Page excerpt>

☆ ☆ ☆ ☆ ☆

Entering edit mode
3.4 years ago
firestar
★
1.6k
I have run differential gene expression on a 10X single-cell dataset in Seurat. See code below.
m <- FindMarkers(obj_dge,ident.1=test,ident.2=ref,group.by="cell_type_condition_cluster",
test.use="MAST",only.pos=FALSE,min.pct=0.25,
logfc.threshold=0,max.cells.per.ident=200,
min.cells.group=10,random.seed=100,
assay="RNA",slot="data",
latent.vars=c("nCount_RNA","percent_mito","S.Score","G2M.Score"))
I get this volcano plot which looks strange.
Here is a histogram of the pvalues for all genes.
Total genes: 7195
DE up genes: 2359
DE down genes: 2218
Total DE genes: 4577
Does anyone know what might be wrong? And how to fix it?
Most volcano plots deriving from scRNA-seq data will not look like the traditional volcanos, obviously due to the much lower fold changes. It's a very different data-type.
This dataset has two cell types. And there are several clusters within each cell type. And I am mostly doing between cluster comparisons within a cell type, for now. The example above is a comparison between clusters within one of the cell types. All comparisons for the other cell type looks like regular volcano plots. See attached image. So I am not sure if this a single-cell specific issue. I only see this issue with one of the cell types. I am running exactly the same code as well. I suspect some statistical issue with null or I might not be accounting for a latent variable. Or even biological? I am not really sure how to go about investigating this.

☆ ☆ ☆ ☆ ☆

Data for analysis>
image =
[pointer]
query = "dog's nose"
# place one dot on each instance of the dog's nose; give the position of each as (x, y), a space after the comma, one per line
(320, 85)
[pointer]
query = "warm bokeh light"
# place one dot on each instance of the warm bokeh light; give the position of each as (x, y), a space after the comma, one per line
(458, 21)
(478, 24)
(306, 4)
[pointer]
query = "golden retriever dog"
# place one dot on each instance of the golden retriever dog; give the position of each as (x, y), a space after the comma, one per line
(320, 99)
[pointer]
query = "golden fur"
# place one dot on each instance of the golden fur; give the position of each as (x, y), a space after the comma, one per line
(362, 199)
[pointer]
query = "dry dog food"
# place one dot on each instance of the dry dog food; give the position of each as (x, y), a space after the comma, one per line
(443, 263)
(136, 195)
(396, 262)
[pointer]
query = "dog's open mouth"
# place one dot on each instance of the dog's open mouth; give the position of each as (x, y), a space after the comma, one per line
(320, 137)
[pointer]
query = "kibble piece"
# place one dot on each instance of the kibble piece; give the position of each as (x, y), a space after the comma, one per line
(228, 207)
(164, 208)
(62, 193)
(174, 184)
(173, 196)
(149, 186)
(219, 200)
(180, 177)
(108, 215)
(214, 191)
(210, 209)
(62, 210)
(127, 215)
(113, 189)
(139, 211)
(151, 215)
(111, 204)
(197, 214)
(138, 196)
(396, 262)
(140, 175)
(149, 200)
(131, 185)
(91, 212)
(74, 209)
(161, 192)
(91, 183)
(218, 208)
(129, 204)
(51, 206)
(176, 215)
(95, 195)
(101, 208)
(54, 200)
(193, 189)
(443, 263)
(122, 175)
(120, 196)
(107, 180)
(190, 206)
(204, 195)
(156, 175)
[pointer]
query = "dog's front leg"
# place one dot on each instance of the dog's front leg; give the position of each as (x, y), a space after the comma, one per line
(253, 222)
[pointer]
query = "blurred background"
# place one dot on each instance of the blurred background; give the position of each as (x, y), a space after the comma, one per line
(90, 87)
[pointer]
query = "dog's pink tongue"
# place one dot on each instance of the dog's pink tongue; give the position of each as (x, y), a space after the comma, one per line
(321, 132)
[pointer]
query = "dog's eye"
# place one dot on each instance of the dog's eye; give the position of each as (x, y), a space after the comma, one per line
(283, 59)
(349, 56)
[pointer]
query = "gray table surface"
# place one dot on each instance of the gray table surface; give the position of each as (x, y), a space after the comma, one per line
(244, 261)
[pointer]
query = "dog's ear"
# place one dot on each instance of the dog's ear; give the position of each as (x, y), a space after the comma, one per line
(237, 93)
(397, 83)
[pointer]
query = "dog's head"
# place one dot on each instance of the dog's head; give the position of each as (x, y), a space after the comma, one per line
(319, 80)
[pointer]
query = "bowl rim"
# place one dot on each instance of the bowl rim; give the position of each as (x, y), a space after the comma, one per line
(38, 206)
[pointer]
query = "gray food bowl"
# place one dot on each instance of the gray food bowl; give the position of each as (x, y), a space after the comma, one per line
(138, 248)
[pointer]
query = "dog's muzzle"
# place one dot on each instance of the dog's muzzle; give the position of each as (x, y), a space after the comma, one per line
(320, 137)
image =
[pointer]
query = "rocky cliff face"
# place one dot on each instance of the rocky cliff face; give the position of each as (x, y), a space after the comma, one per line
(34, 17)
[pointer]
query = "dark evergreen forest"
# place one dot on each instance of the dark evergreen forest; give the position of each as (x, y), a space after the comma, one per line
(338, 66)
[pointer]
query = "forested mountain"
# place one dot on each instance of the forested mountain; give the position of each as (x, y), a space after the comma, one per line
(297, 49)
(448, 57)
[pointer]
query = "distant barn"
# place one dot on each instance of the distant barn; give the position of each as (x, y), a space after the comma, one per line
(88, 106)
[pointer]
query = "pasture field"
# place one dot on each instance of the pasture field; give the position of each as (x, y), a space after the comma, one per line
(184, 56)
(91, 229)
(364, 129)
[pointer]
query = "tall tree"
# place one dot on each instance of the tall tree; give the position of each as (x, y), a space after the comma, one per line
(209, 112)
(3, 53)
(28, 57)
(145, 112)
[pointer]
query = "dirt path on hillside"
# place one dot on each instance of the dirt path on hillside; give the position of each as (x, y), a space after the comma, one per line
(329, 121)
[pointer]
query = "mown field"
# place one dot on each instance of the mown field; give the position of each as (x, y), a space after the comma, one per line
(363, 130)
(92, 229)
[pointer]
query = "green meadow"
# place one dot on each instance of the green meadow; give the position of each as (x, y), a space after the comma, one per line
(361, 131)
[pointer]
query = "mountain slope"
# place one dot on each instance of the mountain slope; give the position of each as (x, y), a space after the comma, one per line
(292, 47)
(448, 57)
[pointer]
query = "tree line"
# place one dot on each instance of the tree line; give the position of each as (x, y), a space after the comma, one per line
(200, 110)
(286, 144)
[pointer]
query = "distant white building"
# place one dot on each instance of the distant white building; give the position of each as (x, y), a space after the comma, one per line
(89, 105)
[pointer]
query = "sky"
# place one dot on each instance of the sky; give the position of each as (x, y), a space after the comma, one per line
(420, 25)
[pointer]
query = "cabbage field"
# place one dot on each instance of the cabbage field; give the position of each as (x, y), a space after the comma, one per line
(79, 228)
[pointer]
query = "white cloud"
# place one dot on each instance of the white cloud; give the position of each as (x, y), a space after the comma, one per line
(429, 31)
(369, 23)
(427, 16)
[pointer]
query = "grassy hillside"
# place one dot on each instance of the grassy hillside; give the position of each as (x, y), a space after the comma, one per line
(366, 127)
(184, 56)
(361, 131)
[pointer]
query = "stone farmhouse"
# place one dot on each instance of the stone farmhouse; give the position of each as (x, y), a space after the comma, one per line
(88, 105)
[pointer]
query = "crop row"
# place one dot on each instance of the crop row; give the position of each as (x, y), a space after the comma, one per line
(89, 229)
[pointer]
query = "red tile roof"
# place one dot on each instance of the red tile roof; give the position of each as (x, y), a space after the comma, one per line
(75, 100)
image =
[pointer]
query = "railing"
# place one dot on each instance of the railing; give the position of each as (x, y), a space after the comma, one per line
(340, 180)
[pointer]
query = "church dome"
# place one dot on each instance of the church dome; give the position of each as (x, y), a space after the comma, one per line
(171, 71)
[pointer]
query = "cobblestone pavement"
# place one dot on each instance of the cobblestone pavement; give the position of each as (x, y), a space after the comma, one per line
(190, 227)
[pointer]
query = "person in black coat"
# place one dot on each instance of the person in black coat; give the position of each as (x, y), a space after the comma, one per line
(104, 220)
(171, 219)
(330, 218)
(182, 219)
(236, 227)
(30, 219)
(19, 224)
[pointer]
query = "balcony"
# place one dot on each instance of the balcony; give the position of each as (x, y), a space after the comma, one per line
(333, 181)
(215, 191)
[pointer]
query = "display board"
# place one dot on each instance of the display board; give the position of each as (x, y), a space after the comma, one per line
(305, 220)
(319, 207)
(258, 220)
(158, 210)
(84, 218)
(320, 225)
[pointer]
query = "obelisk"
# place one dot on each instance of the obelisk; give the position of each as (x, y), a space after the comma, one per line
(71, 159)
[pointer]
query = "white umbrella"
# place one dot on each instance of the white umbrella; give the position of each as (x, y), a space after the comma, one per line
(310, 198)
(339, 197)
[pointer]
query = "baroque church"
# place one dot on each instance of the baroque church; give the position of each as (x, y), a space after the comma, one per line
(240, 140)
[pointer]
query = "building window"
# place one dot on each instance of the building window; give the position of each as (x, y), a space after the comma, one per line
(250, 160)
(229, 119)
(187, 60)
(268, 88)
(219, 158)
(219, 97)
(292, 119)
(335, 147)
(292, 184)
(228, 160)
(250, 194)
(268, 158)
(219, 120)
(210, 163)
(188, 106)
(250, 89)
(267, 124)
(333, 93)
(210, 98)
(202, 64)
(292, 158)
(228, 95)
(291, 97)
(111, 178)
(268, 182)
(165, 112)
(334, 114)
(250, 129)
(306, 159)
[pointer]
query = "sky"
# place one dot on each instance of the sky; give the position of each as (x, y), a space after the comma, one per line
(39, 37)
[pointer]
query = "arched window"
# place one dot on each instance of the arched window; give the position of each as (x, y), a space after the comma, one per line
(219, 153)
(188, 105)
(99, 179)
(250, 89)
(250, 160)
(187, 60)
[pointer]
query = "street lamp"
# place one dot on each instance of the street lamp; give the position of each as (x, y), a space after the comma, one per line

☆ ☆ ☆ ☆ ☆

Questions to answer>
1 – In the Seurat differential expression thread, what value is given for the total number of DE genes?
2 – Continue the Seurat differential expression thread from the end of its last paragraph.

Expected outputs>
1 – 4577

2 –
Granted I don't have much experience with scRNAseq... To get so many genes with such small p-values, I assume you are treating each cell as a replicate so that you are comparing two groups each made of thousands of replicates. This gives you very high power to detect genes that deviate even minimally from the null hypothesis of no difference. That's why you have so many red genes in your plot. Perhaps you could get a clearer picture if you use heatmap colours to avoid the problem of overplotting (see this post of mine for an example How to visualise differential expression analysis).
You should try the pseudobulk approach for differential expression analysis in scRNAseq datasets for comparing two conditions. Cause the default seurat method will always give you super inflated p-values coming from comparing thousands of cells between two conditions, whereas, you need to collapse the reads for each cell-types into individual biological replicates and then use DESeq2 or EdgeR for proper differential expression analysis for each of those cell-types. I must say, this field is still growing, so keep looking out for recent papers where they compared two conditions in scRNAseq data.